Stored data entries:
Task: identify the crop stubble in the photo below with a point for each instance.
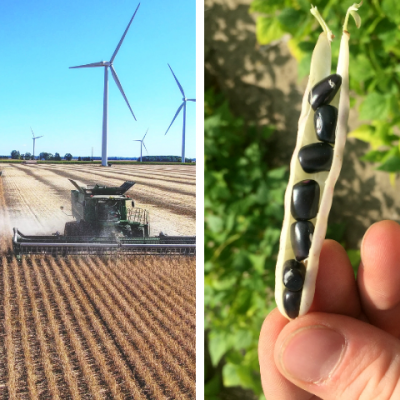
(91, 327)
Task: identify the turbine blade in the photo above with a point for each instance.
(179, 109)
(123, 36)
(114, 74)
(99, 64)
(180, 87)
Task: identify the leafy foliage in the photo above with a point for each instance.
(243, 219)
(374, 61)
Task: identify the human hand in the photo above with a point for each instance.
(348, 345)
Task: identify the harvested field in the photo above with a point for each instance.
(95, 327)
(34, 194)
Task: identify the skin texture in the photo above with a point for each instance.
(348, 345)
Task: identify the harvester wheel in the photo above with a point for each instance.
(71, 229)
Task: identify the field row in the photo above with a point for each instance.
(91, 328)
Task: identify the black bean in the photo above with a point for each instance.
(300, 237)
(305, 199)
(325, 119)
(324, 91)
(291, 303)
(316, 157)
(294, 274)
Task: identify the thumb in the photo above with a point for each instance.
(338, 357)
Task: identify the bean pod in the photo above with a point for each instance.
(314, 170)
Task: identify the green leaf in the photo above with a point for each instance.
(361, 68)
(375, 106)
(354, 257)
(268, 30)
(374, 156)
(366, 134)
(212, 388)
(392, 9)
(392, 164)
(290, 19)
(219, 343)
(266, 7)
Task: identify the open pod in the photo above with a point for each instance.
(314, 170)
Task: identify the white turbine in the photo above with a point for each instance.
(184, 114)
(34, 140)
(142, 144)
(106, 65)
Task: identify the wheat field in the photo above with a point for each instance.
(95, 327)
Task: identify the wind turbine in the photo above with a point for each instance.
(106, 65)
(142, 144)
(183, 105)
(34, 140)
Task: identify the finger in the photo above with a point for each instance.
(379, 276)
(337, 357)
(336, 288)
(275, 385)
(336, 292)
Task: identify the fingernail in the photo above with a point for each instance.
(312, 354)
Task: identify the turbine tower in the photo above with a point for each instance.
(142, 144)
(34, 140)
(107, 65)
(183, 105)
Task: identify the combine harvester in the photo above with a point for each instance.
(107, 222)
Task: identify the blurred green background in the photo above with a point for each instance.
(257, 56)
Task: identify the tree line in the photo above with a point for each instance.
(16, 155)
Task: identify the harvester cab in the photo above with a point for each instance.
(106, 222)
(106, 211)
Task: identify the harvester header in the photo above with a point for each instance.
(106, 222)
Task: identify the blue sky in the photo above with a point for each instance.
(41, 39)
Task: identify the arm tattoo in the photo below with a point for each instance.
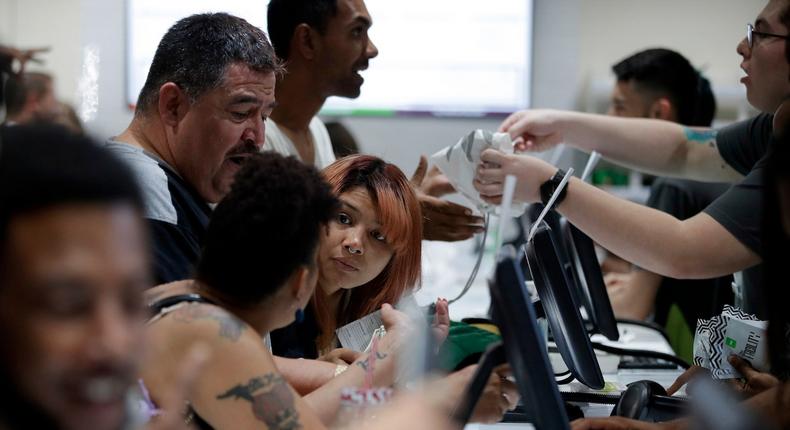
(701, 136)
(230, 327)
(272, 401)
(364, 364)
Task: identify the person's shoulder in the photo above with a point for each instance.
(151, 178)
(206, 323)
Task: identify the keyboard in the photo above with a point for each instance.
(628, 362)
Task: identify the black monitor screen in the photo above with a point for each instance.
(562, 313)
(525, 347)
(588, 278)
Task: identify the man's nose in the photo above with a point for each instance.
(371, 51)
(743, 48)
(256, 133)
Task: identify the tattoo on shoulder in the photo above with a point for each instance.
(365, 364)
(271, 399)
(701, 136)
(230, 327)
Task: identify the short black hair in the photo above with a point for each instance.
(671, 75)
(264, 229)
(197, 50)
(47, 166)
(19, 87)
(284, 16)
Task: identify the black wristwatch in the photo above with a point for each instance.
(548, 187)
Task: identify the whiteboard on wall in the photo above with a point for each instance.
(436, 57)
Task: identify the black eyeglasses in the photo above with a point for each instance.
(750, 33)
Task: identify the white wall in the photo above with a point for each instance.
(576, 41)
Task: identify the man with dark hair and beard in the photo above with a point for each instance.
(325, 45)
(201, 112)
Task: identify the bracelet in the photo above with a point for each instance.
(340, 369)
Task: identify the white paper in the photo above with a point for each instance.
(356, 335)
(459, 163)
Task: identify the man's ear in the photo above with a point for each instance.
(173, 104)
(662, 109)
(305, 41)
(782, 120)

• [Your assignment] Could you return each entry word for word, with the images omitted?

• [Answer for this exercise]
Task: identify the crop stubble in the photo below with a point for each instance.
(91, 327)
Task: identify the turbine blade in the photo above with a point for each instance.
(179, 109)
(123, 36)
(114, 74)
(99, 64)
(180, 87)
Task: identify the leafy foliage in the photo above with a point for each instance.
(243, 219)
(374, 61)
Task: identify the human hand in the photo above with a point for each instance.
(348, 345)
Task: identify the harvested field in the photo above with a point for each instance.
(95, 327)
(34, 194)
Task: identify the skin texture in the photo above with a point for each instance.
(348, 345)
Task: identify the harvester wheel in the photo above with a point for each instance.
(71, 229)
Task: identify the field row in the photo above with a point for each instance.
(91, 328)
Task: identify the black bean in the photo above with a point for each instance.
(300, 237)
(305, 199)
(325, 119)
(324, 91)
(291, 303)
(316, 157)
(294, 274)
Task: identify the thumb in the photo above with a point for each instance.
(338, 357)
Task: identify the bean pod in the photo above with a point for each instance.
(314, 170)
Task: identify the green leaf in the photo above with a point for each instance.
(361, 68)
(375, 106)
(354, 257)
(268, 30)
(374, 156)
(366, 134)
(212, 388)
(392, 9)
(392, 164)
(290, 19)
(219, 343)
(266, 7)
Task: identify the open pod in the photo above with a point for each instance.
(314, 170)
Task: identify the white turbine in the photo above with a point for each instance.
(184, 114)
(34, 140)
(142, 144)
(106, 65)
Task: identify the wheat field in the photo above with a point for each instance.
(95, 327)
Task: identify the wind turbine in the photo above with a point for each instance.
(106, 65)
(142, 144)
(183, 105)
(34, 140)
Task: identify the finger in the photo above with a point for each instance.
(379, 276)
(337, 357)
(336, 288)
(275, 385)
(336, 292)
Task: identify the fingernail in the photo above with a point for each instance.
(312, 354)
Task: identify the turbine tower in the photo above with a point for each instance.
(142, 144)
(34, 140)
(107, 65)
(183, 105)
Task: identify the combine harvester in the photo above with a point for each instance.
(107, 222)
Task: identify the blurred green background in the photo above with a point for each instance.
(257, 56)
Task: identify the tree line in the photo above with a point for each instance.
(16, 155)
Task: identify the harvester cab in the photo above with a point for each instance.
(106, 222)
(106, 211)
Task: identify the harvester header in the photo above with a point for each instance.
(106, 222)
Task: identify the blue sky in the photo above with a point for each instance.
(41, 39)
Task: identify the arm tattoo in the photo below with a point for each instance.
(701, 136)
(230, 327)
(272, 401)
(364, 364)
Task: identify the person's shoulder in the photo above with a point for each instance.
(151, 178)
(206, 323)
Task: identify the keyboard in the photo above with a point for each instance.
(628, 362)
Task: identify the black monitor screen in the photo above with a point for each instance.
(562, 313)
(525, 347)
(588, 278)
Task: identify the man's nose in the photo above with a point for each instance.
(371, 51)
(743, 48)
(256, 133)
Task: identify the tattoo on shoulder in the photo above with a point for each instance.
(365, 364)
(271, 399)
(701, 136)
(230, 327)
Task: identify the short black hair in the photo above with a point for each instance.
(671, 75)
(264, 229)
(197, 50)
(47, 166)
(19, 87)
(284, 16)
Task: identify the black wristwatch in the photo above with a point for each instance.
(548, 187)
Task: identify the whiteboard on wall in the photo above with a point for each instance.
(436, 57)
Task: identify the black eyeglasses in the photo above with a point for each instance.
(750, 33)
Task: identify the white wall in the photo above with a point for each instance.
(576, 41)
Task: identify the man with dark hair and beard in the photo above with a point for each instance.
(325, 45)
(201, 112)
Task: identify the bracelet in the photo above with a point for each instance.
(340, 369)
Task: identify the white paper in the photo above with a point for each instance.
(356, 335)
(459, 163)
Task: identify the man's ear in the photo above with a point for each instance.
(173, 104)
(662, 109)
(305, 41)
(782, 120)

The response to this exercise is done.